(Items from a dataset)
^^^^

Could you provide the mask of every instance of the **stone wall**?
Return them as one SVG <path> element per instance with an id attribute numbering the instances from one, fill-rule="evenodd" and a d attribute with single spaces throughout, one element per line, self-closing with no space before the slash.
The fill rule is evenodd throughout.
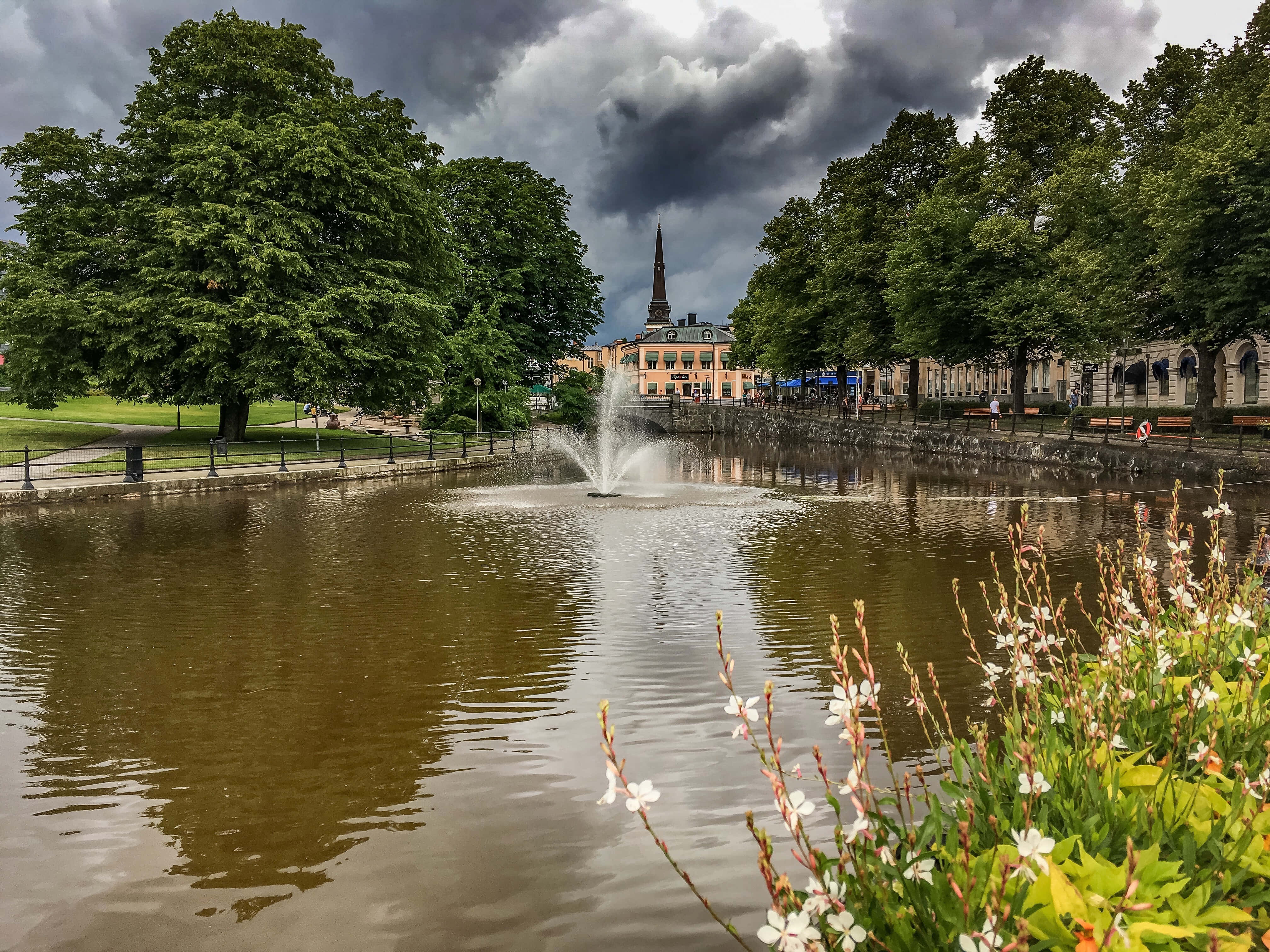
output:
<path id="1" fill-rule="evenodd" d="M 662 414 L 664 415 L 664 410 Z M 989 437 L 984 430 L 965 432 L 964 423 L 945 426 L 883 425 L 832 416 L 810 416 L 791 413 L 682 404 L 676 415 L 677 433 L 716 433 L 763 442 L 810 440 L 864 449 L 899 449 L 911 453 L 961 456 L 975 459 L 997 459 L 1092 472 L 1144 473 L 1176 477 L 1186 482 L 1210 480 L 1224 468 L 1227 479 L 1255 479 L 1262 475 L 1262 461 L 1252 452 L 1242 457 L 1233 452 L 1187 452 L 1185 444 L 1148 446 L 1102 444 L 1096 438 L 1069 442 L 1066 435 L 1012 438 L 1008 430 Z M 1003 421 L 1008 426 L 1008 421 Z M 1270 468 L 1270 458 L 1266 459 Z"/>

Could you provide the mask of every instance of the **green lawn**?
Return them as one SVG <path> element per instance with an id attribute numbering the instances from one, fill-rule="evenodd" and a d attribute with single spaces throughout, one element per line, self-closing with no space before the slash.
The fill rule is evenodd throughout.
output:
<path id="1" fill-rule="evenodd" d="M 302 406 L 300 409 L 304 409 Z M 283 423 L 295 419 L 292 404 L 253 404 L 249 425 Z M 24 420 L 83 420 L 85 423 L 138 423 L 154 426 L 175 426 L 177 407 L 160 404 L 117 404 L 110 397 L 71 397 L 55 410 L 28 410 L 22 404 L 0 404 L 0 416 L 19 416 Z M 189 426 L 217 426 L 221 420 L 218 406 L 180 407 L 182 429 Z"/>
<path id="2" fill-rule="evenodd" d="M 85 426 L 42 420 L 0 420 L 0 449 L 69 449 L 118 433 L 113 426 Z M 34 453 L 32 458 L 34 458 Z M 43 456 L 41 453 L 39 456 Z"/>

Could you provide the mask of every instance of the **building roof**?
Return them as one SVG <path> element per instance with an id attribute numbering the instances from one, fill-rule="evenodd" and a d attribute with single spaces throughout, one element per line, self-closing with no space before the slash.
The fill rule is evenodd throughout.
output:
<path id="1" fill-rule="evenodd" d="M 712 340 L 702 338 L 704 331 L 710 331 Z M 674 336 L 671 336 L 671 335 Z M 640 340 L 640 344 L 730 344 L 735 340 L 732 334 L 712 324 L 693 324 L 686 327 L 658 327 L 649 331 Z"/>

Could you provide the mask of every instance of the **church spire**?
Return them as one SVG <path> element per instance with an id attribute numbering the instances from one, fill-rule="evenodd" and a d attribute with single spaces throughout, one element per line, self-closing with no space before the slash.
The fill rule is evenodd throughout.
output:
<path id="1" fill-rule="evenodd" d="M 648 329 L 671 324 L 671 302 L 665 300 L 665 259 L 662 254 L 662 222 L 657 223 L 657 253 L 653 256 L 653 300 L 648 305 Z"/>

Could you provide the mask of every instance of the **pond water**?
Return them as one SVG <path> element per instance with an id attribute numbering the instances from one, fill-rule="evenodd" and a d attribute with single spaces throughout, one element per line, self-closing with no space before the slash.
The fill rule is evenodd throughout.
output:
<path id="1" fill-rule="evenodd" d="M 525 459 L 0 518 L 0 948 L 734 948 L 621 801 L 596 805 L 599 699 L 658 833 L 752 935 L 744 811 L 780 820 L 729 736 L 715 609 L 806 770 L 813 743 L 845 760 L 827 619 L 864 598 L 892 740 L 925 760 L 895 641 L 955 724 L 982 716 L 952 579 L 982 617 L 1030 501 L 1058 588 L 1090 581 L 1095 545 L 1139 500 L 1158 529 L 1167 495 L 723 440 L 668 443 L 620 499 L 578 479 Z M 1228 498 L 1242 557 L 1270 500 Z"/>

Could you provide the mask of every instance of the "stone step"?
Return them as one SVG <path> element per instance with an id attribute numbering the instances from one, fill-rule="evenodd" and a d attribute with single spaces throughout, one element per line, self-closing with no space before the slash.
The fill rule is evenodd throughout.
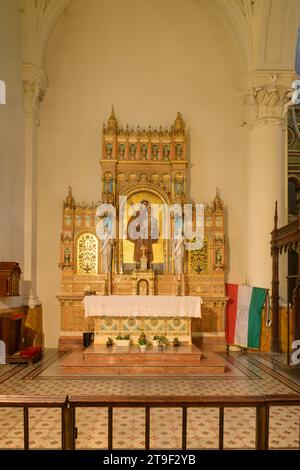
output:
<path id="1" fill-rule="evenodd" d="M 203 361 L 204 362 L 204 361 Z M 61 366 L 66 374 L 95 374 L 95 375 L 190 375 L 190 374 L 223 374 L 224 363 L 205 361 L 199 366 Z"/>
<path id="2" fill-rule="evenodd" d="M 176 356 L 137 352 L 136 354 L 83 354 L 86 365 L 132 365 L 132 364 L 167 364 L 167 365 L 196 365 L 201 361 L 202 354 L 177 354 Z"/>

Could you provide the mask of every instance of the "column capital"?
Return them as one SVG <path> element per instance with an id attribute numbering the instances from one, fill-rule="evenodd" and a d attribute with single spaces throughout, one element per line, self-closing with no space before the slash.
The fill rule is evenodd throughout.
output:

^^^^

What this task involves:
Copy the listing from its first line through the line containing "662 414 L 664", requests included, multiplying every coordinate in the path outlines by 0.9 and rounding to whole numbers, with halves rounded up. Omit the picture from your answer.

Reply:
Could you provide the mask of every instance of the **stone wall**?
Return them as one SVG <path> element per instance with an id attribute numbering the instances from one, fill-rule="evenodd" and a d attribute with single spaces throughout, one element per line, self-closing with no space before the slash.
The fill rule is evenodd throughout.
output:
<path id="1" fill-rule="evenodd" d="M 596 373 L 598 374 L 598 369 Z M 890 393 L 886 387 L 869 389 L 868 381 L 851 383 L 795 383 L 749 374 L 729 374 L 712 372 L 614 364 L 608 374 L 609 390 L 644 390 L 687 398 L 729 396 L 778 404 L 809 404 L 820 408 L 865 410 L 878 413 L 897 413 L 983 425 L 1030 426 L 1058 429 L 1067 434 L 1089 432 L 1102 421 L 1104 431 L 1130 431 L 1136 428 L 1136 415 L 1127 407 L 1118 411 L 1110 407 L 1068 407 L 1067 400 L 1033 401 L 992 400 L 986 394 L 962 398 L 959 392 L 911 394 L 907 387 Z M 903 379 L 907 383 L 907 379 Z M 1143 421 L 1143 412 L 1139 413 Z"/>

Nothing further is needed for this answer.